_PASSAGE SHOWN_
---
I agree with TheMightyX.
In abstract sense there are similarities between loans and IPOs.
One difference is in level of risk, which is why people use different words "Loan" and "IPO".
Since levels of risk in loans and IPOs vary so much, we cannot say for sure that all IPOs are more risky than all loans, which supports TheMightyX point.
Just like when we have abstract classes in programming to describe something in common between derived classes, "loan mechanics" that TheMightyX was referring to is abstract class, but "Loan" and "IPO" are derived classes. So there is no point to argue about "loan mechanics" being different than IPO or IPO being different than Loan. We can argue only what specifically is in common (belongs to "loan mechanics") or different (belongs to derived classes).
While IPOs don't promise to pay $ in exchange for shares, they do promise to not run away and continue business and several other things, so that shareholders can sell those shares on free market. Those promises have something in common with promissory notes, so we could create method promise in base class.
QORA did not promise to return $ in exchange for investors QORAs, BUT here is what we hope he promised, don't we:
1 ) to not issue more than 10,000,000,000 QORAs
2 ) to be able to send and receive QORAs without consuming too much CPU,RAM,HDD
3 ) to be able to register names with QORAs
4 ) to allow exchanges to send and receive QORAs though relatively easy API
5 ) to not run away from half finished programming
6 ) to keep fixing bugs and making new features quickly (days/weeks vs quarters/years)
7 ) to keep QORA source code safe and hidden from clone masters
8 ) to not run new clones using same or similar code or same ideas by himself as competition with QORA
9 ) to not inject malware into QORA code
In addition to that it would be beneficial if he promised also one of those 2:
10 ) to not hold large amounts of QORAs and suddenly dump them all one day
11 ) if he holds large amounts then to provide price stability by establishing huge constant stable sell wall that is hard to break and would result in best distribution and price stability ever - impossible to pump => hard to dump
These are a lot of promises investors rely on.
---
_MATERIAL_
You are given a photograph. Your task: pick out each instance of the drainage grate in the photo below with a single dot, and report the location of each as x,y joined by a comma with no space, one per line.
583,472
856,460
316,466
---
_EXERCISE TASKS_
a – From the post about loans and IPOs, extract the passage starting at "QORA did not" and ending at "(days/weeks vs quarters/years)".
b – Write what comes next in the post about loans and IPOs, picking up after its final sentence.
The data bear no relation to the post about loans and IPOs.

_EXPECTED OUTPUTS_
a –
QORA did not promise to return $ in exchange for investors QORAs, BUT here is what we hope he promised, don't we:
1 ) to not issue more than 10,000,000,000 QORAs
2 ) to be able to send and receive QORAs without consuming too much CPU,RAM,HDD
3 ) to be able to register names with QORAs
4 ) to allow exchanges to send and receive QORAs though relatively easy API
5 ) to not run away from half finished programming
6 ) to keep fixing bugs and making new features quickly (days/weeks vs quarters/years)

b –
In return investors get future opportunity to sell QORA for $.
Note that promissory note #11 can be given by any large holder of QORA especially if he is well known established user of bitcointalk, unlike QORA.
That note #11, if existed, could be very beneficial for currency future and healthy distribution.
So dear QORA whales, instead of thinking about free giveaways, think about giving promissory note #11 with some of your funds, just find the right ceiling and put huge safety wall.
There is nothing worse for inexperienced newbies with limited funds (just like me) than risk of losing it all and again. Flat price ceiling will give some assurance of liquidity and feeling of safety for all my retirement savings
That would be another vector of innovation would not it ?
From that point of view there is no big problem with "unfair" distribution as long as all whales act towards that common and simple to execute goal.
If I was creator of QORA I would keep 40% of all coins in price stability fund and make that pledge to keep price ceiling for as long as it lasts.
If investors won't trust me with that simple price stability promise then why would they trust me with more complicated implementation promises that I may not even be able to accomplish ?
Another benefit of "unfair" distribution is that whales can invest heavily into development.
It's much harder to get million people agree to support developer even if they have escrow mechanism.
I wonder if that is why NXT and BTC are so successful - concentration of capital and wise spending.
Big crowd is never wise spender or voter.
How about QORA ? We've got some concentration of capital here too. Use it to it's advantage.
Give me some through escrow and I will give you promissory note of using it to keep price ceiling.
We could even weekly vote on what price that ceiling should be set to.
Escrow could be released in chunks when existing sell wall is close to ending.
People would see Escrow balance and know that ceiling will still be there.
When Escrow balance comes to 0 - to da moon !!!
Re: "In what Universe does the valuation of a project depend on the method of funding and NOT its characteristics???"
In Crypto-Universe risk greatly depends on method of funding because good quick anonymous distribution is hard to solve problem. It's hard not only in implementation, but also in choosing general direction: equal vs concentrated.
The reason why you want equal distribution is because there is risk that evil central bankers hide behind several whales and destroy currencies by creating price waves that prevent normal use by small people for savings and commerce.
The reason why you want concentrated distribution in good hands (not central bankers) is that these hands will provide price stability and funding of development.
May be QORA and BCNext are still looking for these good hands ... are most QORAs in good hands ?
I've got good hands...
You guys really expect 70x return on an escrowed IPO with no risk?
come on guys, lets be realistic here
Did you expect a *2000ROI for NXT even though it started with a much worse client?
Wizzard I've seen you around a lot and I expect more from a Sr. member.
You know full well that NXT had no escrow, no pictures, no proof, nothing.
It was a big risk. Therefor it deserved a big reward (I will admit 2000x or more is a bit extreme and ridiculous).
What I said still stands, there was very little risk involved in the Qora IPO except for opportunity risk while your funds were tied up in escrow.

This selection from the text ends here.